* [Aufgabe A]
Von welchem Datum stammt laut dem folgenden Text über das Tiroler Forstregulierungspatent die allerhöchste Entschließung Kaiser Ferdinands I.?

* [Zitierter Text]

================================

Das Forstregulierungspatent 1847 (FRP)
Das Gesetz zur Regulierung der Tiroler Forstangelegenheiten:
Ende der 1830er, Anfang der 1840er Jahre waren in Tirol heftige Rechtsstreitigkeiten ausgebrochen. Gegenstand waren die Eigentumsverhältnisse an den Tiroler Wäldern. Ein anonymer Bericht in der Österreichischen Vierteljahresschrift für Forstwesen aus dem Jahr 1851 berichtet von hunderten (!) anhängigen Rechtsstreitigkeiten (und doppelt so vielen Federn in Bewegung, um für und dagegen zu schreiben). Die staatliche Forstverwaltung sei nur noch mit der „Sammlung von Klagebehelfen und Instruierung von Klagen“ beschäftigt gewesen. Von verschiedenster Seite wurde in dieser Situation in Wien interveniert, wo seit Anfang der 1840er Jahre das staatliche Berg- und Forstwesen in den Händen von Carl Friedlich Kübeck Freiherr von Kübau lag. Auf dessen Initiative ist es zurückzuführen, dass Kaiser Ferdinand I. die allerhöchste Entschließung vom 6. Februar 1847, Provinzialgesetzsammlung für Tirol und Vorarlberg für das Jahr 1847/XXXVI, 253ff, erlassen hat, das so genannte Tiroler Forstregulierungspatent von 1847. Im „Kaiserlich königlich privilegierten Bothen für Tirol und Vorarlberg“, Jahrgang 1847, Seite 189f, vom 29. April 1847 und im „Amts-Blatt zum k. k. privilegierten Bothen von und für Tirol und Vorarlberg“ am 6. Mai 1847 erschien dazu die nachstehende Veröffentlichung:
Regulierung der Tiroler Forstangelegenheiten. Sr. k. k. Majestät haben mit der an das k. k. Hofkammer-Präsidium erlassenen und von diesem am 1. April d. J. an die k. k. vereinigte Hofkanzlei mitgeteilten allerhöchsten Entschließung vom 6. Februar d.J. zu erklären befunden: Daß gemäß der über die Forsteigentums-Verhältnisse in Tirol – mit Ausschluß Vorarlbergs – bisher in Kraft gestandenen alttirolischen Waldordnungen, auf welche sich auch die Holzbezugsrechte und Gnadenholzbezüge der Untertanen gründen, sämtlicher Wälder Tirols mit Ausnahme weniger Landesteile, allerdings ein Gegenstand landesfürstlichen Hoheitsrechtes sind, in so ferne von Seiner Majestät Vorfahren nicht einzelne Wälder an Gemeinden oder Private urkundlich verliehen worden waren.

================================

* [Datenauflistung]
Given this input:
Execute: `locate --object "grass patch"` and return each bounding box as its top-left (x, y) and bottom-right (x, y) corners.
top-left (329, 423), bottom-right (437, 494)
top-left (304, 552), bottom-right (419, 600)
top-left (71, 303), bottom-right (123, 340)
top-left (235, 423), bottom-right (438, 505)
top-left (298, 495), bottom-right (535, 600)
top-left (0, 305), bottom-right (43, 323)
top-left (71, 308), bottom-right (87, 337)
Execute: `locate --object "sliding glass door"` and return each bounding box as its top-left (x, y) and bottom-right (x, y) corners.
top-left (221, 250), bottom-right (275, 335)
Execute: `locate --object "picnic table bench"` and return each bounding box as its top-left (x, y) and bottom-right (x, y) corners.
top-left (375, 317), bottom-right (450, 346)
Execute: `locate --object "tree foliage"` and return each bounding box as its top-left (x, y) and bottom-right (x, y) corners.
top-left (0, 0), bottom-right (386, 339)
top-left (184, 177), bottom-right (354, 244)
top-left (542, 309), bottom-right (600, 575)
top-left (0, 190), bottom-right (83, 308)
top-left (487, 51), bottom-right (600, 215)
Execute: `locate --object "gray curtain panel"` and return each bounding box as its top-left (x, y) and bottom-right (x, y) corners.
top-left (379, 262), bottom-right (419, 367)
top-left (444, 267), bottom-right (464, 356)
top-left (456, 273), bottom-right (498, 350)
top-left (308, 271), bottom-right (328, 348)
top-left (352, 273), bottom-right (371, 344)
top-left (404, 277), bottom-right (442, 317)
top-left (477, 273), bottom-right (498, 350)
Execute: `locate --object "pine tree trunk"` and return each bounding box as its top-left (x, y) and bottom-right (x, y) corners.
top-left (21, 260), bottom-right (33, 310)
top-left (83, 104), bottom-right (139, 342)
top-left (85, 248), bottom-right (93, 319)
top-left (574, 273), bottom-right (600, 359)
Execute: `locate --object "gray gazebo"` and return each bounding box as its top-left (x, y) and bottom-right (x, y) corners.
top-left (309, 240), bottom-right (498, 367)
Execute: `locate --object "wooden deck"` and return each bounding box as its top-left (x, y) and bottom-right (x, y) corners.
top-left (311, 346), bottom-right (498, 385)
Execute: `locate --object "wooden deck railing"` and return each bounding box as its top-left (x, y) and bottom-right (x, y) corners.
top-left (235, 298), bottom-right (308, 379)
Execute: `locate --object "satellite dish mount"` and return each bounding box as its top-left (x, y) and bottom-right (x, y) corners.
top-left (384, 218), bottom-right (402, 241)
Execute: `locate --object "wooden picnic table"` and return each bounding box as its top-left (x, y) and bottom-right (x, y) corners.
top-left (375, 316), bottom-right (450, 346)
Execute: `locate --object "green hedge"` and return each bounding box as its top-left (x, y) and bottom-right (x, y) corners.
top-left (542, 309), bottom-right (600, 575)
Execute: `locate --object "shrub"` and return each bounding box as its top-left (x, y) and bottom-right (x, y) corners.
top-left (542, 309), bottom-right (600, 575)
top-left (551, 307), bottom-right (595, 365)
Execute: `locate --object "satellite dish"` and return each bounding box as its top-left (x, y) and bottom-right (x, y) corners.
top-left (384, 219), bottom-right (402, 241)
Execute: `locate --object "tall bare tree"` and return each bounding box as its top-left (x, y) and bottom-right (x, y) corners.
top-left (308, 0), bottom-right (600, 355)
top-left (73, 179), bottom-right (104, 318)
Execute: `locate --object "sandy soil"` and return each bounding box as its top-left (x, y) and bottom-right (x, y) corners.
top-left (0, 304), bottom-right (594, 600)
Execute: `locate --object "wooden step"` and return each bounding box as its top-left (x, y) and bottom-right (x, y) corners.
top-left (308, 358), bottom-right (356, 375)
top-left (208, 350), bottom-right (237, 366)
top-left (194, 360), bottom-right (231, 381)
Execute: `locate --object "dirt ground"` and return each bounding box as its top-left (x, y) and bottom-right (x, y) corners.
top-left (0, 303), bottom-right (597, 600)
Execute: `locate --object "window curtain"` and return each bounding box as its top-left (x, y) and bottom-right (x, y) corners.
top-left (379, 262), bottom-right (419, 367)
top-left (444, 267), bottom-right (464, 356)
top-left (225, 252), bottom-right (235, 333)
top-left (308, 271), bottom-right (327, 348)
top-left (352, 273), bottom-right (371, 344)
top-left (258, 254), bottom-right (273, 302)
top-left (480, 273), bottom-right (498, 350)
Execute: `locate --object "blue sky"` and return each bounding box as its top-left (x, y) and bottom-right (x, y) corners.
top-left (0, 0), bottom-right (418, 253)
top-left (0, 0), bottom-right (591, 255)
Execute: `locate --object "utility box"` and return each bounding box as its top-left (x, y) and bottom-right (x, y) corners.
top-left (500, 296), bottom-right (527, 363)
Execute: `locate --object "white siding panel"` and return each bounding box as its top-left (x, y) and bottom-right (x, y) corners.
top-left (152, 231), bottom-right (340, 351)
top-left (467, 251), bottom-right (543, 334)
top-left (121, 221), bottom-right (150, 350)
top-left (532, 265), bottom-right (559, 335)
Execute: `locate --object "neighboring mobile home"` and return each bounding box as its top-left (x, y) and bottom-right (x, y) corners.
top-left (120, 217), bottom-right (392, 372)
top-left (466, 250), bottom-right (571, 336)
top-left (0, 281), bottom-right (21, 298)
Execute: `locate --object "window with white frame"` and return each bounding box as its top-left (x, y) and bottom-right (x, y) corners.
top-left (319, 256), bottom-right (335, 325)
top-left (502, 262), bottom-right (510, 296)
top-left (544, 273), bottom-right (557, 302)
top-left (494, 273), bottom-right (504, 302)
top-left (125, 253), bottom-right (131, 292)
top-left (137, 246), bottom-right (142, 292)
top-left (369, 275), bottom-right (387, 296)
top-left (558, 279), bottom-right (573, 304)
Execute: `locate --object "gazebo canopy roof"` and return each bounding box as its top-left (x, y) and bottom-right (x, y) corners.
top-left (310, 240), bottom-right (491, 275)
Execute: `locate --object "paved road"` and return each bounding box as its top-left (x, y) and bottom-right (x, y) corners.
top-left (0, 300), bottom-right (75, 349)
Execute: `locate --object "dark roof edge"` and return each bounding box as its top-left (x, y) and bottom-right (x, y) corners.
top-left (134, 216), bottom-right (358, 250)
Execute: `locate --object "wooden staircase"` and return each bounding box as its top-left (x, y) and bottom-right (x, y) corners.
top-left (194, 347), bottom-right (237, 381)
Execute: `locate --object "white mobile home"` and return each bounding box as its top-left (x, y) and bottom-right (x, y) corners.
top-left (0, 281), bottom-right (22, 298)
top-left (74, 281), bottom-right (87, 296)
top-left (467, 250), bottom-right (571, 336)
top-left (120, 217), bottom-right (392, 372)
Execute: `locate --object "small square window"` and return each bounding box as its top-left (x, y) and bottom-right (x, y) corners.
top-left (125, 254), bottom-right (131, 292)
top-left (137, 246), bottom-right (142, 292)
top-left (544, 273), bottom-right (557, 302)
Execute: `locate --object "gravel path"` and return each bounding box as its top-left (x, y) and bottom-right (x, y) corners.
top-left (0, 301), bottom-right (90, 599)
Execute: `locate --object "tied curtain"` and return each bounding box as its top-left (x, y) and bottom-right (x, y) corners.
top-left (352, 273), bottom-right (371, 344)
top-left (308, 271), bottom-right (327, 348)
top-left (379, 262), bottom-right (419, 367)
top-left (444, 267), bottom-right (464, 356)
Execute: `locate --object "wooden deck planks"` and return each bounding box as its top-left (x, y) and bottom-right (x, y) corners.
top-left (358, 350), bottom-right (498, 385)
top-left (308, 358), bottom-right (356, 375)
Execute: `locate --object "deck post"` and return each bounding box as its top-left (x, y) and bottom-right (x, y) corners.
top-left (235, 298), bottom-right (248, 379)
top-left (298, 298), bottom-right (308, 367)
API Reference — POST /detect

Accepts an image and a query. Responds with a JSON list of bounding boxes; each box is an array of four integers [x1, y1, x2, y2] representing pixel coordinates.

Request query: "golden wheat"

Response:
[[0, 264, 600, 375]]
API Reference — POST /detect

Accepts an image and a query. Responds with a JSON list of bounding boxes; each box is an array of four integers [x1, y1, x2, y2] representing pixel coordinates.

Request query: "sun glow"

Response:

================================

* [Aufgabe B]
Gib die Zeilen der obigen Auflistung wortgetreu wieder, beginnend mit der ersten Zeile der Auflistung und endend mit der Zeile, die „top-left (71, 308), bottom-right (87, 337)“ enthält. Beide Grenzzeilen gehören dazu.

* [Endergebnis A]
Vom 6. Februar 1847.

* [Endergebnis B]
Given this input:
Execute: `locate --object "grass patch"` and return each bounding box as its top-left (x, y) and bottom-right (x, y) corners.
top-left (329, 423), bottom-right (437, 494)
top-left (304, 552), bottom-right (419, 600)
top-left (71, 303), bottom-right (123, 340)
top-left (235, 423), bottom-right (438, 505)
top-left (298, 495), bottom-right (535, 600)
top-left (0, 305), bottom-right (43, 323)
top-left (71, 308), bottom-right (87, 337)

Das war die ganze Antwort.